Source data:
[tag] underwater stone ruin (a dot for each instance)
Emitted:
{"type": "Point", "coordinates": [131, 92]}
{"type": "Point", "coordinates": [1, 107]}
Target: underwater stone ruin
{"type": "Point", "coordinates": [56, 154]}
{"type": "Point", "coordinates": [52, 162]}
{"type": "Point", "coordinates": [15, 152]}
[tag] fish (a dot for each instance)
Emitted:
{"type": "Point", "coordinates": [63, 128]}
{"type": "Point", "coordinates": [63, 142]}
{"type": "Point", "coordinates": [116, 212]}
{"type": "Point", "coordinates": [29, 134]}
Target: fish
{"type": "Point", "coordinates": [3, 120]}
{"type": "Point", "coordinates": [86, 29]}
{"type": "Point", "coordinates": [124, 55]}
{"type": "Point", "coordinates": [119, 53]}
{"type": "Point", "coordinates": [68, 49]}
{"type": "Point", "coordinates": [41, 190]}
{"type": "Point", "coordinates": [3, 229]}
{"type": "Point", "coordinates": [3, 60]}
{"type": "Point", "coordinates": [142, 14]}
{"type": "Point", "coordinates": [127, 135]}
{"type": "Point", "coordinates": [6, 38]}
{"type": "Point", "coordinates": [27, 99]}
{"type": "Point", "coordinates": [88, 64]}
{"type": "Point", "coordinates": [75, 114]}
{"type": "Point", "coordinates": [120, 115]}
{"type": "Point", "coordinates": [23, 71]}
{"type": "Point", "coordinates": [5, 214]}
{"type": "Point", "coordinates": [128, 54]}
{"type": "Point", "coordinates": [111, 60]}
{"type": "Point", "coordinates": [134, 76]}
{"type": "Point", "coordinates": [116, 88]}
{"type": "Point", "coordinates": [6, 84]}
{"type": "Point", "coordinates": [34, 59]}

Your assignment: Only the number is wanted. Count the lines above that include the word "instance".

Solution: 2